═══ Data in this exercise ═══
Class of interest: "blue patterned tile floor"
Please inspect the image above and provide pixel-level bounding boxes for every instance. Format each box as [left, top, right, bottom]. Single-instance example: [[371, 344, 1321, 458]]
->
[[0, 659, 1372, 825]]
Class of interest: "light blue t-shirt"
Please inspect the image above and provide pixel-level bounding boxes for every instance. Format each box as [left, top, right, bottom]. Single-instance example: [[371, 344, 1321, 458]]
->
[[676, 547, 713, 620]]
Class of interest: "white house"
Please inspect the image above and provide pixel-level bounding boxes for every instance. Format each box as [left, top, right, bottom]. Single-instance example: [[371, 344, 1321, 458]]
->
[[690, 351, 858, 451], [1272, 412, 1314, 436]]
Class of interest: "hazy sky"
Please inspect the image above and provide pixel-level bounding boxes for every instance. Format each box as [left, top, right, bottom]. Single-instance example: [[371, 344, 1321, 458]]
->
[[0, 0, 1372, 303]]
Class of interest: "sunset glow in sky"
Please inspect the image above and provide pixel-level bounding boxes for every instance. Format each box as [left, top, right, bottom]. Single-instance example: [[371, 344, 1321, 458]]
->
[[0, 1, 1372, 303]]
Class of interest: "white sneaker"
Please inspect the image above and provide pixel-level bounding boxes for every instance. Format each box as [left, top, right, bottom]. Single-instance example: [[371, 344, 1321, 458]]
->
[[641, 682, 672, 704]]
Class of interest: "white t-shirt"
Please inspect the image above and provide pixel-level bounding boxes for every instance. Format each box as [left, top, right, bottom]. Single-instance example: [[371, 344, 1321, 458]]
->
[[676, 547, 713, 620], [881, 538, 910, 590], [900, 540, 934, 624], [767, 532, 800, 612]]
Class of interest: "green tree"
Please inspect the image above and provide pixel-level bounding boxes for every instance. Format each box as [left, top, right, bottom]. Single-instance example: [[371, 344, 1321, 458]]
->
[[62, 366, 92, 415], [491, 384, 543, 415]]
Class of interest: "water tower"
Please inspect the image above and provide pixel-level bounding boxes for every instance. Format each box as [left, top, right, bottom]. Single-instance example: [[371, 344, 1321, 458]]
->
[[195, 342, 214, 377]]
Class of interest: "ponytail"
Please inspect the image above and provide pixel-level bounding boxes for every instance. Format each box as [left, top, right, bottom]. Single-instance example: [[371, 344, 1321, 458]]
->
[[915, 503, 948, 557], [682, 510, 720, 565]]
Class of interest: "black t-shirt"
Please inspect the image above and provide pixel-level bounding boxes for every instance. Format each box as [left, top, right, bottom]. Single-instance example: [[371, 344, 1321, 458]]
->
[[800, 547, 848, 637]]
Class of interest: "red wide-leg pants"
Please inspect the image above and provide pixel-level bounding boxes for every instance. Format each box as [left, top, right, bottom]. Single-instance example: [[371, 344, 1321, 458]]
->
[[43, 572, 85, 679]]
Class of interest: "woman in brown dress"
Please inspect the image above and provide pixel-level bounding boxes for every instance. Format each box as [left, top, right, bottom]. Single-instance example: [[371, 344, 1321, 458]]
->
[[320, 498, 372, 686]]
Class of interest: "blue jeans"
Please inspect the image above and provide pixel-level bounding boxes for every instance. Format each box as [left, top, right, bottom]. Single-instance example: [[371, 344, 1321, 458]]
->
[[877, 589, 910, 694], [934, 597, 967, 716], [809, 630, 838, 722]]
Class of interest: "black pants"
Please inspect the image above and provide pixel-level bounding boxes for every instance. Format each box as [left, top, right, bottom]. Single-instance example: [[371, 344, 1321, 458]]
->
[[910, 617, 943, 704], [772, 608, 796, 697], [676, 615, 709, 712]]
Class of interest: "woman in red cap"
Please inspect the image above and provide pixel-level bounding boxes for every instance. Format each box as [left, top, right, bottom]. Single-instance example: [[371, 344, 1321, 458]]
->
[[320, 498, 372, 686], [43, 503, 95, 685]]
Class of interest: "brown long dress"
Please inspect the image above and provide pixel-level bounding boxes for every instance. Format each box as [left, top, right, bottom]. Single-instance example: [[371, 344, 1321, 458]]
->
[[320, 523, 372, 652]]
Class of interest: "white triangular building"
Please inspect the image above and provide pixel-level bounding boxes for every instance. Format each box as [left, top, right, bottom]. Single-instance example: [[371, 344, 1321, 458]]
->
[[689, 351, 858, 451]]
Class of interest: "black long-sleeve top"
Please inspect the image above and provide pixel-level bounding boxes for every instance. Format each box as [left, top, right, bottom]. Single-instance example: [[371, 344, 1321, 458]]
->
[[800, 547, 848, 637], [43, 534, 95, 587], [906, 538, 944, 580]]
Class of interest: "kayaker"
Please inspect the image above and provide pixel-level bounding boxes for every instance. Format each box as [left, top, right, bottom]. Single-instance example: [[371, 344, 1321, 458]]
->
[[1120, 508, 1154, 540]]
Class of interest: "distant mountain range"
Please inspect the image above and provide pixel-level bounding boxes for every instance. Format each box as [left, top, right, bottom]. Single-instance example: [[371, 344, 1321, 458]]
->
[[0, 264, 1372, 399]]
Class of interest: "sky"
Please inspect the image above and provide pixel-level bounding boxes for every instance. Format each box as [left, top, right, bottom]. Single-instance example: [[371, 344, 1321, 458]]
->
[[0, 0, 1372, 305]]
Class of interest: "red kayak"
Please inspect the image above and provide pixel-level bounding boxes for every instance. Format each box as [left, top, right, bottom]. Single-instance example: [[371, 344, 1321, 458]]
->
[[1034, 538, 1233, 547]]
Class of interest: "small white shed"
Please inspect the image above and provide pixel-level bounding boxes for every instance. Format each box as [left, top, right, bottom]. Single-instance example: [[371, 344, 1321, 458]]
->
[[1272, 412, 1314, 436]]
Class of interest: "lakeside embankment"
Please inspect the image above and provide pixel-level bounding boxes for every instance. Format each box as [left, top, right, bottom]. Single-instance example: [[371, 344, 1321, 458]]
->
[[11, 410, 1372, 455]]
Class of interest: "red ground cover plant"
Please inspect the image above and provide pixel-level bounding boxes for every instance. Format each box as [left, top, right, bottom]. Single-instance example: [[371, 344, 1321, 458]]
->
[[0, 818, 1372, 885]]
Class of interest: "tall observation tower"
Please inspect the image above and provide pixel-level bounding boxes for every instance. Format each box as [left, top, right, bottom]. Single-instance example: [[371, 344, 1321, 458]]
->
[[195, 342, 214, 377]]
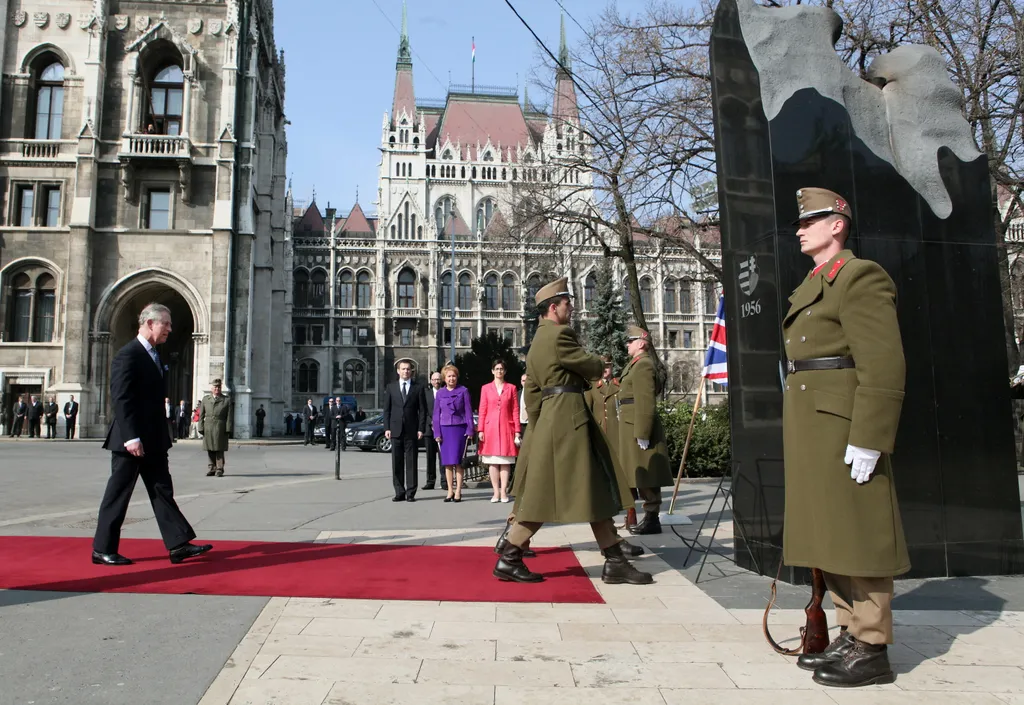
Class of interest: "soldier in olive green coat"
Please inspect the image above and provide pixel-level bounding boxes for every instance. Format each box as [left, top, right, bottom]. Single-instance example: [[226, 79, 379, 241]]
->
═══
Problem description:
Output all of the data exactly as it stands, minus any images.

The solution:
Class of interest: "blue patterned tile floor"
Please inspect the image above and provide pixel-level bounding boxes for every instance. Format each box as [left, top, right, bottom]. Single-instance example: [[371, 344, 1321, 458]]
->
[[0, 659, 1372, 825]]
Class of interest: "light blue t-shirt"
Please inspect the image above and provide pixel-level bounding boxes for every instance. Format each box as [left, top, right, bottom]. Single-instance example: [[371, 344, 1321, 458]]
->
[[676, 547, 713, 620]]
Class of interest: "white house"
Please inspect the image above and provide pixel-level bounding boxes for every instance. Format each box as [left, top, right, bottom]. Single-instance example: [[371, 344, 1321, 458]]
->
[[690, 351, 858, 451], [1272, 412, 1314, 436]]
Class of interest: "hazy sky"
Please inspect the image above and provide pixel-level bounding boxes for every instance. Format each box as [left, top, right, bottom]. Single-instance example: [[371, 344, 1321, 458]]
->
[[0, 0, 1372, 303]]
Class of interest: "sunset glow in sky"
Please inspect the image above and provide pixel-level bounding boxes for every instance. Format each box as [left, top, right, bottom]. Single-instance example: [[371, 344, 1321, 458]]
->
[[0, 1, 1372, 303]]
Class of interest: "white sneaker"
Please inspect the image above and provide pixel-level bounding boxes for every instance. Format each box as [left, top, right, bottom]. Single-instance example: [[371, 344, 1321, 458]]
->
[[641, 682, 672, 704]]
Class of interest: "white t-shirt"
Please inspect the image above and provide pixel-level bounding boxes for every instance. Format each box as [left, top, right, bottom]. Single-instance example: [[371, 344, 1321, 458]]
->
[[676, 547, 713, 620], [881, 538, 910, 590], [900, 540, 934, 624], [767, 532, 800, 612]]
Class of interest: "green tree"
Please inspect the image above and provide pixel-level bounding boxes for every instance. Format each box as [left, top, right, bottom]. Single-instance example: [[371, 344, 1321, 458]]
->
[[62, 366, 92, 415], [491, 384, 543, 415]]
Class of interest: "water tower"
Please inspect the image above and provide pixel-level bounding boxes for every instance. Format each box as [left, top, right, bottom]. Single-instance example: [[371, 344, 1321, 458]]
->
[[195, 342, 214, 377]]
Class of interest: "ponytail"
Please inspect the image above and provide pixel-level bounding boxes for every instance. Format each box as [left, top, right, bottom]. Single-instance example: [[371, 344, 1321, 458]]
->
[[915, 503, 948, 557], [682, 510, 720, 565]]
Class of interest: "black t-shirt"
Please inspect the image above and provide pixel-level bounding boxes for every instance. Format each box as [left, top, right, bottom]. Single-instance example: [[371, 344, 1321, 458]]
->
[[800, 547, 848, 637]]
Class of interest: "red wide-leg pants"
Please inspect the image above and provide pixel-level bounding boxes for every instance. Format each box as [left, top, right, bottom]. Single-instance example: [[371, 344, 1321, 458]]
->
[[43, 572, 85, 679]]
Class of interest: "woman in brown dress"
Please inspect the image above and provide pixel-level bounding boxes for every instance. Format each box as [left, top, right, bottom]. Single-instance example: [[371, 344, 1321, 458]]
->
[[320, 498, 372, 686]]
Class of interest: "blue jeans"
Please inspect the image above and provide pixel-level bounding boxes for every instance. Format each box as [left, top, right, bottom]. Single-instance example: [[371, 344, 1321, 458]]
->
[[877, 589, 910, 694], [934, 597, 967, 716], [809, 630, 838, 722]]
Class of interest: "black pants"
Please inspect the image above and provide pixel-level bounding boxes for every instance. Format each box as [left, top, right, bottom]. Single-instance example: [[371, 344, 1321, 458]]
->
[[910, 617, 943, 704], [772, 608, 796, 697], [676, 615, 709, 712]]
Class of interest: "woman in red cap"
Please inspect the image above and provide pixel-level bounding boxes for every instance. Format each box as [left, top, right, bottom]. Single-instance example: [[371, 344, 1321, 458]]
->
[[320, 498, 372, 686], [43, 503, 95, 685]]
Class of interest: "brown long dress"
Please inspect the image above and provide pixel-level bounding boxes for every instance. Format each box as [left, top, right, bottom]. Single-instance example: [[371, 344, 1321, 458]]
->
[[320, 523, 372, 652]]
Class of interest: "white triangular building"
Please inspect the image above and provide pixel-level bounding boxes for every instance. Format each box as [left, top, right, bottom]. Single-instance example: [[371, 344, 1321, 458]]
->
[[689, 351, 858, 451]]
Class of interest: "black long-sleeve top"
Please inspect the image above and provide pixel-level bounding boxes for every instance. Format each box as [left, top, right, bottom]. Single-instance example: [[371, 344, 1321, 458]]
->
[[800, 547, 848, 637], [43, 534, 95, 587], [906, 538, 944, 580]]
Class of interest: "kayaker"
Please inspect the image above and provide pixel-level bounding boxes for every instance. Format each box as [left, top, right, bottom]. Single-instance example: [[371, 344, 1321, 458]]
->
[[1120, 508, 1154, 540]]
Class of interest: "distant mountain range"
Please inspect the image above and provide pixel-level bounding boxes for every instance. Format each box as [left, top, right, bottom]. Single-instance example: [[371, 344, 1321, 458]]
->
[[0, 264, 1372, 399]]
Class of interest: "sky"
Please inspect the image above and provide pixel-level bounding boxes for every instance. Format each box as [left, top, right, bottom]. Single-instance example: [[371, 344, 1321, 458]]
->
[[0, 0, 1372, 305]]
Class of interest: "red kayak"
Please inspect the image above and provide pixel-level bounding boxes for every instance. Format each box as [left, top, right, bottom]. Single-instance example: [[371, 344, 1321, 458]]
->
[[1034, 538, 1233, 547]]
Class of interest: "small white shed"
Please inspect the image above and provide pixel-level bounding boxes for every instance. Format each box as [left, top, right, bottom]. Single-instance example: [[371, 344, 1321, 458]]
->
[[1272, 412, 1314, 436]]
Class of interest: "lakeside embankment"
Please inspect the image above and provide pixel-level bounding boxes for every instance. Format each box as [left, top, right, bottom]. Single-instance example: [[371, 344, 1321, 458]]
->
[[11, 410, 1372, 455]]
Class of interest: "red ground cover plant"
Please inspect the image above and provide pixel-level bounding boxes for every instance. Format each box as [left, top, right, bottom]. Single-instance example: [[371, 344, 1321, 458]]
->
[[0, 818, 1372, 885]]
Class of interest: "tall observation tower"
Please inspect the image above and provide pixel-level bounding boxes for every instance. Format each box as [left, top, right, bottom]. Single-instance example: [[371, 344, 1321, 458]]
->
[[195, 342, 214, 377]]
Class of interest: "soldier in olive green coat"
Please inspect the image above and provide pixel-level bounding boxes for every instance. Format each box as [left, top, right, bottom]. Single-instance example: [[226, 79, 379, 241]]
->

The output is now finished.